Take the entries below and print only the lines from the one with "point: player's elbow" through the one with "point: player's bare", exactly as they stand, both ends included.

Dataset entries
———

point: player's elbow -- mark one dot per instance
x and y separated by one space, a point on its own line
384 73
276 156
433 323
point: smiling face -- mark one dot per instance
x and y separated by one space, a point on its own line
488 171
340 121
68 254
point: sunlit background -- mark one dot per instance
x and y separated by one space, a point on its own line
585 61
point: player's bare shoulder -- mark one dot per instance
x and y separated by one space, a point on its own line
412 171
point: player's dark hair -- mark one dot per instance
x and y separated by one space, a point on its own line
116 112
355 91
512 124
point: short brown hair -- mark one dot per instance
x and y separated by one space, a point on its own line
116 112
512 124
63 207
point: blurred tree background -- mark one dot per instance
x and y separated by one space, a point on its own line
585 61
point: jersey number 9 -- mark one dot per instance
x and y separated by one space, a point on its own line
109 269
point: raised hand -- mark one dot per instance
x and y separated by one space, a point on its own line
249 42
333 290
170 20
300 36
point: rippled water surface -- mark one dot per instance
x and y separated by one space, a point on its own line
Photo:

———

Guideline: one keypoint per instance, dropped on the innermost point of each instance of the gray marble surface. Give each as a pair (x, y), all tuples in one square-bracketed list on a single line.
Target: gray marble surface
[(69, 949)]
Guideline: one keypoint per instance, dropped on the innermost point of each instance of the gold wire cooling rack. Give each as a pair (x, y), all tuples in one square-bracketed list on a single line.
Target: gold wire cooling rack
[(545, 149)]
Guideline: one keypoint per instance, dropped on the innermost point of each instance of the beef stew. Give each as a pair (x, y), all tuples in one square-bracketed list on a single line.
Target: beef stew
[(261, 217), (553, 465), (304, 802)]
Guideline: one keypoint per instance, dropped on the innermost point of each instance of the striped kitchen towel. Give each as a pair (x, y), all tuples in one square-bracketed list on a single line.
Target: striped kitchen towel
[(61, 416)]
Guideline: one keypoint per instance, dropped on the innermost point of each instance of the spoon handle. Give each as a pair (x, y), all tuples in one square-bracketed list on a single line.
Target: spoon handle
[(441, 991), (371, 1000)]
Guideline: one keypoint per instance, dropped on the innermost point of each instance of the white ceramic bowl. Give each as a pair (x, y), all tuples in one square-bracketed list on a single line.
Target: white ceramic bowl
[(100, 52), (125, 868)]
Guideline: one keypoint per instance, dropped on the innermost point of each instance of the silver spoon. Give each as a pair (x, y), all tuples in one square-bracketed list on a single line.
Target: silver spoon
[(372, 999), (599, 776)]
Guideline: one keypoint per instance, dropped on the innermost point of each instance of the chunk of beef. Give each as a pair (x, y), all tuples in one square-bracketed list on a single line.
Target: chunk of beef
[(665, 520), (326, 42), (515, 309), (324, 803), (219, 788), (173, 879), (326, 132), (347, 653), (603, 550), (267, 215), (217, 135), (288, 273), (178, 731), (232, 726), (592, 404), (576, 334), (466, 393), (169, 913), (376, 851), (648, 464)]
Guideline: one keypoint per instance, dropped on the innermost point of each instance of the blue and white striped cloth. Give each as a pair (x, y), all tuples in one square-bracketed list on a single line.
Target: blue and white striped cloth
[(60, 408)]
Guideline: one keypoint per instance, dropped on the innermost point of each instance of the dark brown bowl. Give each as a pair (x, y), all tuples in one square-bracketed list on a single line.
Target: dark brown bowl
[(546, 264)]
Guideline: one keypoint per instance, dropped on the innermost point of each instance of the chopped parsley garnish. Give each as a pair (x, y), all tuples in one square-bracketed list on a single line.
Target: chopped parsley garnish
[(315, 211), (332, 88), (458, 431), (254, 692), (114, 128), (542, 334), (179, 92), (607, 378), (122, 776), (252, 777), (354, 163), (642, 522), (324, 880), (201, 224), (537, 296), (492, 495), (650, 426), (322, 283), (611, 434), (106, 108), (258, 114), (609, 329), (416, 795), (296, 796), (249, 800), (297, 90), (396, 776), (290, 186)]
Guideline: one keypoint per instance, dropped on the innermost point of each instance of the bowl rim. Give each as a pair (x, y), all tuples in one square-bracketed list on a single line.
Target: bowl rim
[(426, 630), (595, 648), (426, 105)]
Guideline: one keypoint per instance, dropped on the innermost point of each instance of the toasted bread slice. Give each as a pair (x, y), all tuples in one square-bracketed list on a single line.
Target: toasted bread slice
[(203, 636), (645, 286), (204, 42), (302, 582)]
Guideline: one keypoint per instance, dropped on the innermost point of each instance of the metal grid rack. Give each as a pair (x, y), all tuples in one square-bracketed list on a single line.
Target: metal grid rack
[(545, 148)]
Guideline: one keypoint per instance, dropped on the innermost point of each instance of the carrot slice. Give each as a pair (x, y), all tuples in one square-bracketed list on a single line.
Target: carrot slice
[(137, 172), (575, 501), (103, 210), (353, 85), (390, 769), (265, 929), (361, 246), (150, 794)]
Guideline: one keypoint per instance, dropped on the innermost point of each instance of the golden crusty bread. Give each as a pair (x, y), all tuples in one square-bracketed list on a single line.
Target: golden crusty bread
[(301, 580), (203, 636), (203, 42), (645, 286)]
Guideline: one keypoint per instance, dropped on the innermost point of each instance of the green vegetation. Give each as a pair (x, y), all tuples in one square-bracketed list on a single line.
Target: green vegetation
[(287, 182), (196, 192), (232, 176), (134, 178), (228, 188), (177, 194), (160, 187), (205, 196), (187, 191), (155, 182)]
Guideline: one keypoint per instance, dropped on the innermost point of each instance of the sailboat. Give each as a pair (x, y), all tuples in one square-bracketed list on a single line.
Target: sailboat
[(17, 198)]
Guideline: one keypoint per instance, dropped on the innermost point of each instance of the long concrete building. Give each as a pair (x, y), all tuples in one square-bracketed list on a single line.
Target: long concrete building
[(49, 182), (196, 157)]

———

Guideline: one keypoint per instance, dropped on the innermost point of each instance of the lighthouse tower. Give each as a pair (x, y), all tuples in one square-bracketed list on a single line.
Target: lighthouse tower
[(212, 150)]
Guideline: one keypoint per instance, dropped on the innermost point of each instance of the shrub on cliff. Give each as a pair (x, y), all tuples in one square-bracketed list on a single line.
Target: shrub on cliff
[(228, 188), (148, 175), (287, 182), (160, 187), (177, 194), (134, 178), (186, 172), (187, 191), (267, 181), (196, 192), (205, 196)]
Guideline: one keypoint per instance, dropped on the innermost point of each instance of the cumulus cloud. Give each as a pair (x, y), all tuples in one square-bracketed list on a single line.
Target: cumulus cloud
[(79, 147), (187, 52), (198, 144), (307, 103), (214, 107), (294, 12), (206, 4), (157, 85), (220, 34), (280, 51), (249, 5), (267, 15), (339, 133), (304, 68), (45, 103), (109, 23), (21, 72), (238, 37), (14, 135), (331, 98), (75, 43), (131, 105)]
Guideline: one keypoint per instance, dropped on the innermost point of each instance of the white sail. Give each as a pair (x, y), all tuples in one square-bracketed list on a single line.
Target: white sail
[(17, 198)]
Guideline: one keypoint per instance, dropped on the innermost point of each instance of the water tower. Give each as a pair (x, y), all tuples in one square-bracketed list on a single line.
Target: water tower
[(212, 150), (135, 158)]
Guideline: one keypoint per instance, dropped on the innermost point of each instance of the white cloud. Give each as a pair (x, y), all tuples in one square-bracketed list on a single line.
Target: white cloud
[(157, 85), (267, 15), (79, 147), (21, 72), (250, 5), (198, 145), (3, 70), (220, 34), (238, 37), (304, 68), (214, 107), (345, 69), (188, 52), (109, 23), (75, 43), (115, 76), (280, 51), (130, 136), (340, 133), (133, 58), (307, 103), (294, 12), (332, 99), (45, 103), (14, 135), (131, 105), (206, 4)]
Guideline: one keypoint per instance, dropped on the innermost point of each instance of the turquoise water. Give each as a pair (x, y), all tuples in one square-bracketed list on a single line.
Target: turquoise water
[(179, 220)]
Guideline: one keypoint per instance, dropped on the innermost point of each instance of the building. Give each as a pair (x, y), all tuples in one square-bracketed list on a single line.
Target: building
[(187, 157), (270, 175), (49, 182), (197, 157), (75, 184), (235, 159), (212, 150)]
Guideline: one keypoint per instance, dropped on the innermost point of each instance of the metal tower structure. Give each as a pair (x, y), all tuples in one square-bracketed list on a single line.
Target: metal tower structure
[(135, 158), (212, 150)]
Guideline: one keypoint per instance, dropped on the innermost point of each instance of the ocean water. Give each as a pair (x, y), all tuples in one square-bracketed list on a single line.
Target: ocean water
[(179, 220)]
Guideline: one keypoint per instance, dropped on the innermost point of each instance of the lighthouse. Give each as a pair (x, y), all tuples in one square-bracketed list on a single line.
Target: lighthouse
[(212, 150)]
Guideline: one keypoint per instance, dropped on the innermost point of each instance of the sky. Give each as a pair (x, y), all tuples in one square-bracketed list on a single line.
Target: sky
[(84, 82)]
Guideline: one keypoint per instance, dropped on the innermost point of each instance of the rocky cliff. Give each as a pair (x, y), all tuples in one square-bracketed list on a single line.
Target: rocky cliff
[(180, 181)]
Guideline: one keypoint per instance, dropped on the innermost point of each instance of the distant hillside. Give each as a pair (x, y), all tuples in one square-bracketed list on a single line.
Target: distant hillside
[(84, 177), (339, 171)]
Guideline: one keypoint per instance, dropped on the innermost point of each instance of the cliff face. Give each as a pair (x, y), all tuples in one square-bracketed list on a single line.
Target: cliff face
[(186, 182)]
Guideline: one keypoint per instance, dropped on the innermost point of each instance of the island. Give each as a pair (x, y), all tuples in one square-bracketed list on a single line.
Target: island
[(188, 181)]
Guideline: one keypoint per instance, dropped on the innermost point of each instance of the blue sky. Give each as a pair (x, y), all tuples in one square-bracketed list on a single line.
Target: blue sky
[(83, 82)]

———

**Response to this task**
point: player's elbow -- mark one dot per instance
x and y separated by one space, a point on its own line
384 73
276 156
433 323
point: smiling face -- mark one dot per instance
x and y separated by one space, a point on its own line
488 171
340 121
68 254
point: sunlit background -- mark one dot per instance
x and y separated by one space, a point on its own line
585 61
point: player's bare shoulder -- mark one dot per instance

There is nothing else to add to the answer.